READING PASSAGE:
☆ ☆ ☆ ☆ ☆
Let's now have a look at those two technologies in detail and learn when you should use them in your application.

Business rules

Business rules are a way to express and isolate logic from the implementation, or better, the algorithm that ultimately leads to a decision from the technical details behind it. The examples here are very different scenarios. A common one is the concept of promotions in an e-commerce environment: the products, the price, and the rest of the behavior stay the same, but you may change the amount of discount calculated based on the time of year, the number of items in stock, or simply new requirements coming from the business.

Another widespread use of business rules is regarding anti-fraud. Basically, before accepting a payment request, you make several checks to ensure that said payment is not a fraudulent one. The number and type of checks you perform may vary with time, as you may discover more fraudulent cases and add other controls in order to detect them. In the next section, we will extend the concept of business rules by introducing the temporal dimension. This concept is called Complex Event Processing (CEP).

Complex event processing

CEP is a concept related to business rules. The most widely accepted distinction between business rule processing and CEP is that in CEP, the concept of time and event flow is the core of the computation.

With CEP, each decision can be influenced by previous events that occurred, both in a time window (such as in the last hour) or an event window (such as in the last 10 events).
☆ ☆ ☆ ☆ ☆
MATERIAL PROVIDED:
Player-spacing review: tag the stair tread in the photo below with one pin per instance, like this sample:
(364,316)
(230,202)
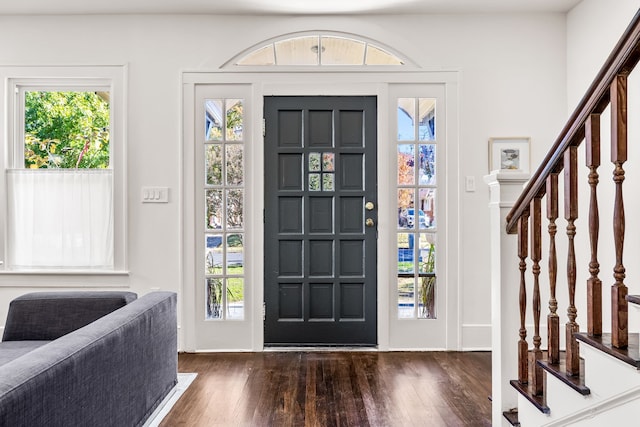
☆ ☆ ☆ ☆ ☆
EXERCISE BRIEF:
Copy out the full passage on business rules and complex event processing word for word.

SOLUTION TO THIS PROBLEM:
Let's now have a look at those two technologies in detail and learn when you should use them in your application.

Business rules

Business rules are a way to express and isolate logic from the implementation, or better, the algorithm that ultimately leads to a decision from the technical details behind it. The examples here are very different scenarios. A common one is the concept of promotions in an e-commerce environment: the products, the price, and the rest of the behavior stay the same, but you may change the amount of discount calculated based on the time of year, the number of items in stock, or simply new requirements coming from the business.

Another widespread use of business rules is regarding anti-fraud. Basically, before accepting a payment request, you make several checks to ensure that said payment is not a fraudulent one. The number and type of checks you perform may vary with time, as you may discover more fraudulent cases and add other controls in order to detect them. In the next section, we will extend the concept of business rules by introducing the temporal dimension. This concept is called Complex Event Processing (CEP).

Complex event processing

CEP is a concept related to business rules. The most widely accepted distinction between business rule processing and CEP is that in CEP, the concept of time and event flow is the core of the computation.

With CEP, each decision can be influenced by previous events that occurred, both in a time window (such as in the last hour) or an event window (such as in the last 10 events).